**Set problem:** Tally the lines of the items below that contain the string "ground", treating case as significant, and give only that number.
*** Records shown ***
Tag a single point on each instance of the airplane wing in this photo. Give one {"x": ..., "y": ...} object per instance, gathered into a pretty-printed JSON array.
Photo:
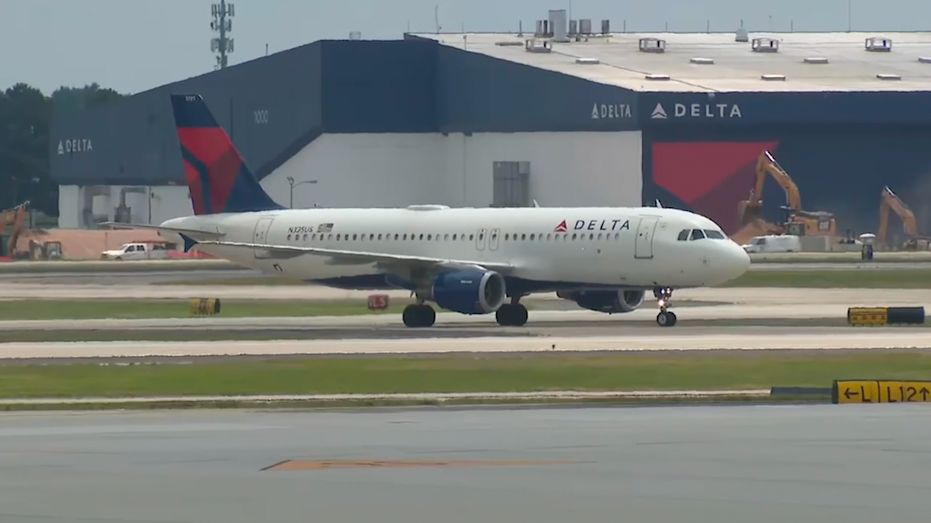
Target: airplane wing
[
  {"x": 342, "y": 257},
  {"x": 193, "y": 233}
]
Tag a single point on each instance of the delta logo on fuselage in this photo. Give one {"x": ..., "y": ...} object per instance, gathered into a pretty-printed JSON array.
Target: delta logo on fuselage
[{"x": 594, "y": 225}]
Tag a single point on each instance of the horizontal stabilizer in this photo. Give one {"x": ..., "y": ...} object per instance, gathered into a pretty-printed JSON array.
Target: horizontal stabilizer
[{"x": 358, "y": 257}]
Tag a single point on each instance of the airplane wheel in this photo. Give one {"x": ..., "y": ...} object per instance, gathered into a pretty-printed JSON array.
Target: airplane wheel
[
  {"x": 418, "y": 316},
  {"x": 509, "y": 315},
  {"x": 503, "y": 315},
  {"x": 666, "y": 319}
]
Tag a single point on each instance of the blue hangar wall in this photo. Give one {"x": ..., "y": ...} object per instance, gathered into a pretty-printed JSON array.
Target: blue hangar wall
[
  {"x": 274, "y": 106},
  {"x": 840, "y": 148}
]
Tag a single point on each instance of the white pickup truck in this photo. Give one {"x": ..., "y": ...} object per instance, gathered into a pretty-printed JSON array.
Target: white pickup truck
[{"x": 138, "y": 251}]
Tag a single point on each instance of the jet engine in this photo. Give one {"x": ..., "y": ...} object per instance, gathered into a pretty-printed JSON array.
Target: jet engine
[
  {"x": 469, "y": 292},
  {"x": 610, "y": 302}
]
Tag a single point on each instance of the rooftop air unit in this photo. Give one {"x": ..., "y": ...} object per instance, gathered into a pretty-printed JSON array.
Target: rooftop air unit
[
  {"x": 652, "y": 45},
  {"x": 742, "y": 34},
  {"x": 765, "y": 45},
  {"x": 878, "y": 44},
  {"x": 558, "y": 25}
]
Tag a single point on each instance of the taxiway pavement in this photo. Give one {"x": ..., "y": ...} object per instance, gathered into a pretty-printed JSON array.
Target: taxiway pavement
[
  {"x": 830, "y": 464},
  {"x": 676, "y": 339}
]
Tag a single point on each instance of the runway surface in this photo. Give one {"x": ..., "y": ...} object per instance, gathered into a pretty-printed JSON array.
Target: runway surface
[
  {"x": 830, "y": 464},
  {"x": 685, "y": 339},
  {"x": 740, "y": 295}
]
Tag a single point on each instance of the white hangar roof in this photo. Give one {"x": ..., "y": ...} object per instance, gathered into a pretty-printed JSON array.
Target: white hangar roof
[{"x": 716, "y": 62}]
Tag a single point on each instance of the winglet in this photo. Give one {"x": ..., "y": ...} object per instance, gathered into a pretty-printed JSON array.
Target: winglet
[{"x": 189, "y": 242}]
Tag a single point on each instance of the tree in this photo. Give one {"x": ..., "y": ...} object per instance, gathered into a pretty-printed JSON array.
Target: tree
[{"x": 25, "y": 120}]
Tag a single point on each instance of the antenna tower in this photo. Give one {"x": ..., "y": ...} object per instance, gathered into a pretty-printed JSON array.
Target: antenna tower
[{"x": 222, "y": 24}]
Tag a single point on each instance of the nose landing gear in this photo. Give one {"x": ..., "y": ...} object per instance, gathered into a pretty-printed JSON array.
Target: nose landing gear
[{"x": 665, "y": 318}]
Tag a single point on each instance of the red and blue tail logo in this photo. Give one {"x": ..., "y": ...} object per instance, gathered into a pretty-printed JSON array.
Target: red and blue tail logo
[{"x": 217, "y": 176}]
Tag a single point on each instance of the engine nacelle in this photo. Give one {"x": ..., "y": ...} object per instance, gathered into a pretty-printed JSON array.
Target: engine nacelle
[
  {"x": 610, "y": 302},
  {"x": 469, "y": 292}
]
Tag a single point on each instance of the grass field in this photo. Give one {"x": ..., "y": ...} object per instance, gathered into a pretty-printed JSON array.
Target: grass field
[
  {"x": 494, "y": 373},
  {"x": 890, "y": 279},
  {"x": 171, "y": 308}
]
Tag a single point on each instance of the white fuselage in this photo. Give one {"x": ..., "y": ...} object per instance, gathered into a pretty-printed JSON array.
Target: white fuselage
[{"x": 601, "y": 247}]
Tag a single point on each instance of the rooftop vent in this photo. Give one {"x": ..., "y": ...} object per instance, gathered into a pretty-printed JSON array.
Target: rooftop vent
[
  {"x": 537, "y": 46},
  {"x": 765, "y": 45},
  {"x": 558, "y": 25},
  {"x": 878, "y": 44},
  {"x": 652, "y": 45},
  {"x": 816, "y": 60}
]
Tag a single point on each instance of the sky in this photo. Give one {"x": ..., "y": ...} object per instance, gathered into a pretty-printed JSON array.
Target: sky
[{"x": 134, "y": 45}]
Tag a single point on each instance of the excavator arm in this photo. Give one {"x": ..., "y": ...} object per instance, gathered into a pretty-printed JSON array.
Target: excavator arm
[
  {"x": 749, "y": 211},
  {"x": 890, "y": 202},
  {"x": 17, "y": 218}
]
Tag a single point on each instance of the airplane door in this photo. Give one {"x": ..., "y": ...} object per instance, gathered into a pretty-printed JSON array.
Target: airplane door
[
  {"x": 480, "y": 239},
  {"x": 261, "y": 236},
  {"x": 493, "y": 239},
  {"x": 643, "y": 247}
]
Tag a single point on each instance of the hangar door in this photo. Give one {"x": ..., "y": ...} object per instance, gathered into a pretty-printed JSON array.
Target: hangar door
[{"x": 511, "y": 184}]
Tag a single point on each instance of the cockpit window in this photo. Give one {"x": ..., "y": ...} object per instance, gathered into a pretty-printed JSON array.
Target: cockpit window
[{"x": 697, "y": 234}]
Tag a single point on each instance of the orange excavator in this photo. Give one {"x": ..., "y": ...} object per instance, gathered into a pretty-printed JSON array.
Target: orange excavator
[
  {"x": 890, "y": 202},
  {"x": 798, "y": 222},
  {"x": 16, "y": 217}
]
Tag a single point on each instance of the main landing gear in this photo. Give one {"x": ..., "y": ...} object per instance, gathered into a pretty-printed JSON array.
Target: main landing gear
[
  {"x": 665, "y": 318},
  {"x": 512, "y": 314},
  {"x": 420, "y": 315}
]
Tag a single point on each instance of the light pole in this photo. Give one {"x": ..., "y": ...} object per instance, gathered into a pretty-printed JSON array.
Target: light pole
[{"x": 293, "y": 185}]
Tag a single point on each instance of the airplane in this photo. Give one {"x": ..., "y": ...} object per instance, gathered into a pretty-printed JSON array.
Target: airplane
[{"x": 466, "y": 260}]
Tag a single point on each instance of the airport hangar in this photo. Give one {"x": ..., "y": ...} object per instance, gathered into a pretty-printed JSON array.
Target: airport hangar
[{"x": 505, "y": 119}]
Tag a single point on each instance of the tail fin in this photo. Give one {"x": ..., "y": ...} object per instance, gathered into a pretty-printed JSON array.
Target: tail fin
[{"x": 217, "y": 176}]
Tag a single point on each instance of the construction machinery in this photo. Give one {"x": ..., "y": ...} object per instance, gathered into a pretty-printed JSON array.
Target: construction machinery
[
  {"x": 797, "y": 221},
  {"x": 15, "y": 217},
  {"x": 890, "y": 202}
]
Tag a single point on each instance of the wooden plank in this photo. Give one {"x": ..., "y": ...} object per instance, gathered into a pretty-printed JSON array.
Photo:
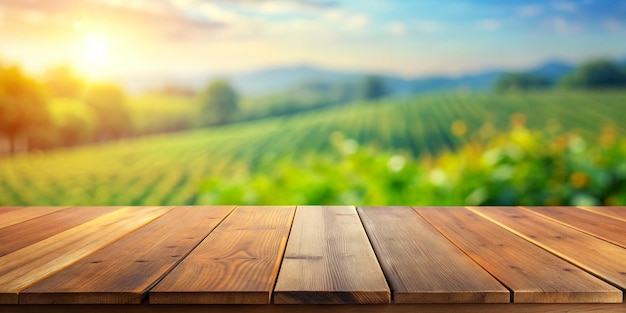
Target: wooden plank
[
  {"x": 237, "y": 263},
  {"x": 612, "y": 211},
  {"x": 604, "y": 227},
  {"x": 421, "y": 265},
  {"x": 326, "y": 308},
  {"x": 20, "y": 235},
  {"x": 329, "y": 260},
  {"x": 4, "y": 209},
  {"x": 124, "y": 271},
  {"x": 31, "y": 264},
  {"x": 533, "y": 274},
  {"x": 601, "y": 258},
  {"x": 12, "y": 217}
]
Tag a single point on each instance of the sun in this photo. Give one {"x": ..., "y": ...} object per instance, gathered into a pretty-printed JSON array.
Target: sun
[
  {"x": 96, "y": 49},
  {"x": 94, "y": 55}
]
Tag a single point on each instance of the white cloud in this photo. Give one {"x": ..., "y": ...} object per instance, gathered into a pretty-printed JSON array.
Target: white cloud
[
  {"x": 428, "y": 26},
  {"x": 489, "y": 24},
  {"x": 397, "y": 28},
  {"x": 334, "y": 15},
  {"x": 215, "y": 13},
  {"x": 357, "y": 21},
  {"x": 612, "y": 24},
  {"x": 562, "y": 26},
  {"x": 565, "y": 6},
  {"x": 529, "y": 11}
]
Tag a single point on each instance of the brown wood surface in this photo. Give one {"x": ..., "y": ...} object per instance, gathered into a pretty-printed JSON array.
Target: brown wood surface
[
  {"x": 4, "y": 209},
  {"x": 124, "y": 271},
  {"x": 237, "y": 263},
  {"x": 326, "y": 308},
  {"x": 329, "y": 260},
  {"x": 421, "y": 265},
  {"x": 613, "y": 211},
  {"x": 601, "y": 226},
  {"x": 20, "y": 235},
  {"x": 595, "y": 255},
  {"x": 12, "y": 217},
  {"x": 533, "y": 274},
  {"x": 31, "y": 264}
]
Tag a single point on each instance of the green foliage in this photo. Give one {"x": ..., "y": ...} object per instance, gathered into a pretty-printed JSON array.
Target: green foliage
[
  {"x": 62, "y": 82},
  {"x": 520, "y": 82},
  {"x": 155, "y": 113},
  {"x": 596, "y": 74},
  {"x": 108, "y": 101},
  {"x": 437, "y": 149},
  {"x": 220, "y": 102},
  {"x": 373, "y": 87},
  {"x": 23, "y": 111},
  {"x": 517, "y": 168}
]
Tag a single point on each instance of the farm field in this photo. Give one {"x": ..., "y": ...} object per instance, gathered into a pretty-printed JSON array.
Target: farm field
[{"x": 410, "y": 138}]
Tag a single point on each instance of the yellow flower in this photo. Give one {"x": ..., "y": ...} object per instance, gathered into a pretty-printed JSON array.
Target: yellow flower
[{"x": 579, "y": 179}]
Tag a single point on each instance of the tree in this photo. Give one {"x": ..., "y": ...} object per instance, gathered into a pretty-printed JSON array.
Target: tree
[
  {"x": 23, "y": 108},
  {"x": 596, "y": 74},
  {"x": 521, "y": 81},
  {"x": 219, "y": 102},
  {"x": 108, "y": 101},
  {"x": 373, "y": 87}
]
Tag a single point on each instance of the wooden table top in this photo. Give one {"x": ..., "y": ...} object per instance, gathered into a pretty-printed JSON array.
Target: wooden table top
[{"x": 390, "y": 259}]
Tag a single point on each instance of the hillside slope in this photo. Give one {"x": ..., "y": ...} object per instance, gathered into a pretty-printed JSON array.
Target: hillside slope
[{"x": 170, "y": 169}]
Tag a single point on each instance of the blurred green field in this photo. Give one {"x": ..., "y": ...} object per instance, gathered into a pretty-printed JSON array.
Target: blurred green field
[{"x": 419, "y": 150}]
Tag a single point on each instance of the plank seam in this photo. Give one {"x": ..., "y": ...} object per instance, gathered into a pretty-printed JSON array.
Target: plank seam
[
  {"x": 145, "y": 297},
  {"x": 367, "y": 233},
  {"x": 553, "y": 252},
  {"x": 282, "y": 257},
  {"x": 568, "y": 225},
  {"x": 511, "y": 293}
]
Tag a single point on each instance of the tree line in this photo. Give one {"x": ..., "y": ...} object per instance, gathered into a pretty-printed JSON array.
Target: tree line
[
  {"x": 61, "y": 109},
  {"x": 594, "y": 74}
]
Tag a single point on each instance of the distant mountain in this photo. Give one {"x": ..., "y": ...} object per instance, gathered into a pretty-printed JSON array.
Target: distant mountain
[
  {"x": 553, "y": 70},
  {"x": 279, "y": 79}
]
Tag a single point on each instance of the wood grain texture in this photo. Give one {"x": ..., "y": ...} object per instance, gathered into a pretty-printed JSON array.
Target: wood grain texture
[
  {"x": 237, "y": 263},
  {"x": 20, "y": 235},
  {"x": 421, "y": 265},
  {"x": 327, "y": 308},
  {"x": 12, "y": 217},
  {"x": 610, "y": 211},
  {"x": 602, "y": 226},
  {"x": 595, "y": 255},
  {"x": 31, "y": 264},
  {"x": 4, "y": 209},
  {"x": 329, "y": 260},
  {"x": 124, "y": 271},
  {"x": 533, "y": 274}
]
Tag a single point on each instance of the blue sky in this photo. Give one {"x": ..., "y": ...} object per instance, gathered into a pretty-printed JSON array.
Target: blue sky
[{"x": 408, "y": 38}]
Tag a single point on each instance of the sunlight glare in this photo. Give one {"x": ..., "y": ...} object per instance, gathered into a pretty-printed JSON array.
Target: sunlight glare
[
  {"x": 94, "y": 55},
  {"x": 96, "y": 49}
]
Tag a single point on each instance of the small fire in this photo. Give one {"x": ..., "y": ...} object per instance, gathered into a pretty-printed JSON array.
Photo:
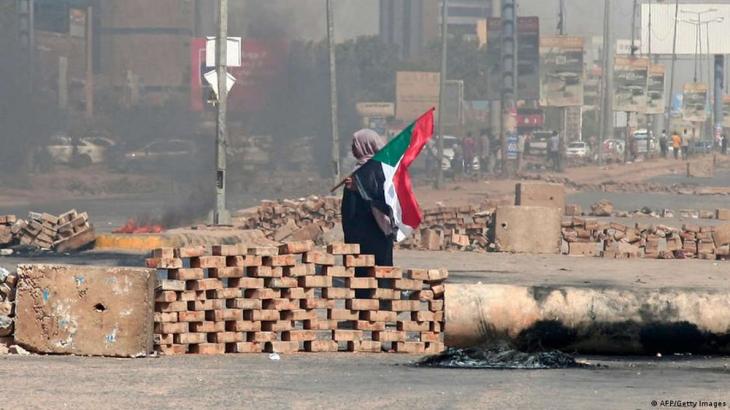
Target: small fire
[{"x": 132, "y": 226}]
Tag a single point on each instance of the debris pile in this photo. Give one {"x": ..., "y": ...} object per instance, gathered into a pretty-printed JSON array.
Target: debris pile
[
  {"x": 235, "y": 299},
  {"x": 66, "y": 232}
]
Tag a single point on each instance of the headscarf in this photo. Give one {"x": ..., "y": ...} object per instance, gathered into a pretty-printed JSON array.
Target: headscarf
[{"x": 365, "y": 144}]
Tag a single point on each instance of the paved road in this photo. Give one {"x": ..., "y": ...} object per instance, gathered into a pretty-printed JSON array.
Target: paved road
[{"x": 349, "y": 381}]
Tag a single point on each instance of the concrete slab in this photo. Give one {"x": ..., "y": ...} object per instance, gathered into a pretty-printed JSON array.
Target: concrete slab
[{"x": 85, "y": 310}]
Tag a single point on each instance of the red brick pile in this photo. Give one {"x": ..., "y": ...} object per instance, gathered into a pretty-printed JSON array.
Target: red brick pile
[{"x": 235, "y": 299}]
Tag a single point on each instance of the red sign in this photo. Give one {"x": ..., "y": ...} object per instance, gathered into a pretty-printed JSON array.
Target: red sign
[{"x": 263, "y": 63}]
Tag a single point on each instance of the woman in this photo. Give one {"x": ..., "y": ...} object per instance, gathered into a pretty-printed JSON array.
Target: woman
[{"x": 365, "y": 215}]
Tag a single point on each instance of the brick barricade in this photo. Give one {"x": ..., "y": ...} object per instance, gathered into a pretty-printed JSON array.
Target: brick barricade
[{"x": 294, "y": 298}]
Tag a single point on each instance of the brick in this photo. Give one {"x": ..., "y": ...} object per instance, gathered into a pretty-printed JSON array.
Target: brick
[
  {"x": 243, "y": 326},
  {"x": 410, "y": 347},
  {"x": 370, "y": 326},
  {"x": 378, "y": 316},
  {"x": 171, "y": 328},
  {"x": 223, "y": 315},
  {"x": 190, "y": 338},
  {"x": 204, "y": 284},
  {"x": 343, "y": 248},
  {"x": 315, "y": 281},
  {"x": 296, "y": 247},
  {"x": 362, "y": 304},
  {"x": 208, "y": 262},
  {"x": 276, "y": 326},
  {"x": 171, "y": 306},
  {"x": 305, "y": 269},
  {"x": 318, "y": 258},
  {"x": 389, "y": 336},
  {"x": 298, "y": 335},
  {"x": 321, "y": 346},
  {"x": 261, "y": 337},
  {"x": 228, "y": 272},
  {"x": 342, "y": 314},
  {"x": 358, "y": 261},
  {"x": 317, "y": 304},
  {"x": 163, "y": 317},
  {"x": 165, "y": 296},
  {"x": 228, "y": 337},
  {"x": 299, "y": 315},
  {"x": 208, "y": 348},
  {"x": 187, "y": 274},
  {"x": 408, "y": 284},
  {"x": 262, "y": 293},
  {"x": 410, "y": 326},
  {"x": 338, "y": 271},
  {"x": 246, "y": 283},
  {"x": 341, "y": 335},
  {"x": 191, "y": 316},
  {"x": 280, "y": 260},
  {"x": 259, "y": 315},
  {"x": 163, "y": 263},
  {"x": 207, "y": 327},
  {"x": 337, "y": 293},
  {"x": 280, "y": 283},
  {"x": 249, "y": 347},
  {"x": 361, "y": 283}
]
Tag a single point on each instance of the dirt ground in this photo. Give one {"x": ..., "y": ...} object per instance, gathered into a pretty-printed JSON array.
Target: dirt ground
[{"x": 326, "y": 381}]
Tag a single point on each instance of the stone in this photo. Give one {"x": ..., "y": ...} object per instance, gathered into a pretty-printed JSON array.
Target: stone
[
  {"x": 528, "y": 229},
  {"x": 540, "y": 194},
  {"x": 85, "y": 310}
]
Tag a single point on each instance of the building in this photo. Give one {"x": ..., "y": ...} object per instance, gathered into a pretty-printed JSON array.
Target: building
[{"x": 413, "y": 24}]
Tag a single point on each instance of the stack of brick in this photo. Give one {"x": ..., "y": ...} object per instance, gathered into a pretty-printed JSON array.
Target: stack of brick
[
  {"x": 451, "y": 228},
  {"x": 8, "y": 283},
  {"x": 236, "y": 299},
  {"x": 68, "y": 231}
]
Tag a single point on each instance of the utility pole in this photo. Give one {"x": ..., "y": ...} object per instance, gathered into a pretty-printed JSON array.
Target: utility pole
[
  {"x": 442, "y": 89},
  {"x": 674, "y": 64},
  {"x": 333, "y": 93},
  {"x": 606, "y": 81},
  {"x": 221, "y": 216}
]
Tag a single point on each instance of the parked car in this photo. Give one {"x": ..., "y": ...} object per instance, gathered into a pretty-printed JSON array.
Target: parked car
[
  {"x": 85, "y": 151},
  {"x": 578, "y": 149}
]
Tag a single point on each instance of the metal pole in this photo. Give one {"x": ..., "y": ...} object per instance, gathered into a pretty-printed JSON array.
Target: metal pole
[
  {"x": 220, "y": 213},
  {"x": 333, "y": 93},
  {"x": 674, "y": 63},
  {"x": 442, "y": 89}
]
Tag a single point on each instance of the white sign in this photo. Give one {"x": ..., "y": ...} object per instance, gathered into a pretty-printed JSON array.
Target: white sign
[
  {"x": 212, "y": 78},
  {"x": 233, "y": 56}
]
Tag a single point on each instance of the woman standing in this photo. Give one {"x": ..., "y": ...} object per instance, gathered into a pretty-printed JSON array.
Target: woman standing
[{"x": 366, "y": 218}]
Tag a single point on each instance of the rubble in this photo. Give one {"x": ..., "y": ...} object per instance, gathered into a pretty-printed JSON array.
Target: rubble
[
  {"x": 297, "y": 297},
  {"x": 66, "y": 232}
]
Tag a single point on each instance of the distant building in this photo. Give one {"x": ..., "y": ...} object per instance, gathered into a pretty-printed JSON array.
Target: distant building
[{"x": 413, "y": 24}]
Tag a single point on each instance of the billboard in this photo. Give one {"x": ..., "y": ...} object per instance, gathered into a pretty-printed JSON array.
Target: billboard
[
  {"x": 630, "y": 77},
  {"x": 662, "y": 28},
  {"x": 561, "y": 71},
  {"x": 655, "y": 101},
  {"x": 528, "y": 53},
  {"x": 415, "y": 93},
  {"x": 694, "y": 102}
]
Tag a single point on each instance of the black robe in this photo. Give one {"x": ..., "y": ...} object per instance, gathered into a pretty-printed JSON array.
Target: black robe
[{"x": 358, "y": 221}]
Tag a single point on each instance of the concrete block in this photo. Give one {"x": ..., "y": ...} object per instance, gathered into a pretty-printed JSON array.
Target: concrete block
[
  {"x": 85, "y": 310},
  {"x": 528, "y": 229},
  {"x": 540, "y": 194}
]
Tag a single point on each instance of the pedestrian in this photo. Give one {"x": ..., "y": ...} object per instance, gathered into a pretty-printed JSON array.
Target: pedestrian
[
  {"x": 554, "y": 151},
  {"x": 676, "y": 144},
  {"x": 366, "y": 217}
]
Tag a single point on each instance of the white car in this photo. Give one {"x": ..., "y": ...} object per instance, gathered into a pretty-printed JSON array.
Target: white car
[
  {"x": 578, "y": 149},
  {"x": 85, "y": 151}
]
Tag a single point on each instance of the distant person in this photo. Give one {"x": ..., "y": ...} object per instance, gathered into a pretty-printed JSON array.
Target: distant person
[{"x": 676, "y": 144}]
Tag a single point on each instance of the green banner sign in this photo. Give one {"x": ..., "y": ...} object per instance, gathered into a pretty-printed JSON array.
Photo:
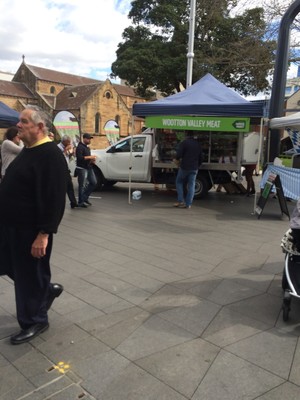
***
**Result of this task:** 2